## WHAT TO DO:
Give the records back in full, exactly as they read.

(Named-object pointing records)

——————

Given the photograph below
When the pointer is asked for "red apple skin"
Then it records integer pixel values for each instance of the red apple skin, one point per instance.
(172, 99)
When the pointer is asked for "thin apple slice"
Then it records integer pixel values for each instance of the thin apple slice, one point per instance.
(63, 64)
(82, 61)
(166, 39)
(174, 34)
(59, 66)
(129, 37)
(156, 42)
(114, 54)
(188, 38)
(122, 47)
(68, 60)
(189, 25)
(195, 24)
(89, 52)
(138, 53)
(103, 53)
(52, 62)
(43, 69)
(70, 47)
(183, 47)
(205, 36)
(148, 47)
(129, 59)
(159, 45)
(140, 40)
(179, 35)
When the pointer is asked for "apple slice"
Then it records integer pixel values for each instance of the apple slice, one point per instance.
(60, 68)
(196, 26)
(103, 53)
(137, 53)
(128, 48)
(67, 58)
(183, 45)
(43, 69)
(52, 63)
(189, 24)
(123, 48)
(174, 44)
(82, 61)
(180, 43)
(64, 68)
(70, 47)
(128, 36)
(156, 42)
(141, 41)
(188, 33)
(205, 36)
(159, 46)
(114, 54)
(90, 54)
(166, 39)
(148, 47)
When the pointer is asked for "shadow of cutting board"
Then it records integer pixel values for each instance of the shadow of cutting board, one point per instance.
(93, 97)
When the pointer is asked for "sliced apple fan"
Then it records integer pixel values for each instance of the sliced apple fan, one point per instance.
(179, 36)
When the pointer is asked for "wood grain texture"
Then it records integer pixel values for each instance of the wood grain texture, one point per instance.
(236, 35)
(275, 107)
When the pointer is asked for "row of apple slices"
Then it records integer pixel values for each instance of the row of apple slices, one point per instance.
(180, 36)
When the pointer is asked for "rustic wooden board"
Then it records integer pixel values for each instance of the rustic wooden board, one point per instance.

——————

## SOLUTION FOR THIS EXERCISE:
Given the photograph below
When the pointer is asked for "red apple skin"
Then it records integer pixel values for each instance of the red apple skin, one point per instance.
(172, 99)
When the pointer is asked for "thin apple slice"
Then it records integer pixel values for each instance of the thin apple slice, one point per instance.
(63, 64)
(82, 61)
(166, 39)
(174, 34)
(59, 66)
(129, 37)
(156, 42)
(114, 54)
(188, 38)
(122, 47)
(68, 60)
(189, 25)
(195, 24)
(89, 52)
(138, 53)
(103, 53)
(52, 62)
(43, 69)
(70, 47)
(183, 47)
(205, 36)
(148, 47)
(129, 59)
(159, 45)
(140, 40)
(179, 35)
When the pointer is asked for "apple slice"
Then it records integer pixel values for each instance of the apple slice, one point per instance.
(60, 68)
(196, 26)
(103, 53)
(137, 53)
(128, 48)
(67, 58)
(183, 45)
(43, 69)
(52, 63)
(189, 24)
(123, 48)
(174, 44)
(82, 61)
(180, 43)
(64, 68)
(70, 47)
(128, 36)
(156, 42)
(141, 41)
(188, 33)
(205, 36)
(159, 46)
(114, 54)
(90, 54)
(166, 39)
(148, 47)
When the pointer is asked for "shadow of cutting board"
Then it records integer pixel values for each instance of the shadow of cutting board, one point per instance.
(93, 97)
When the pointer is asked for "sliced apple fan"
Then it records integer pixel values for each instance of the sliced apple fan, one point per instance.
(179, 36)
When the pointer is asked for "wood grain texture"
Then it records integer pixel values for each instance of the wood grain texture, one point per instance.
(236, 35)
(275, 107)
When the pointer is asked for "row of apple slices"
Then it records integer pixel values for each instance of the row of apple slices, one point per instance.
(180, 36)
When the pointer is asked for "rustic wooden board"
Then it records integer pixel values for each instance of the rustic wooden board, one point per instance.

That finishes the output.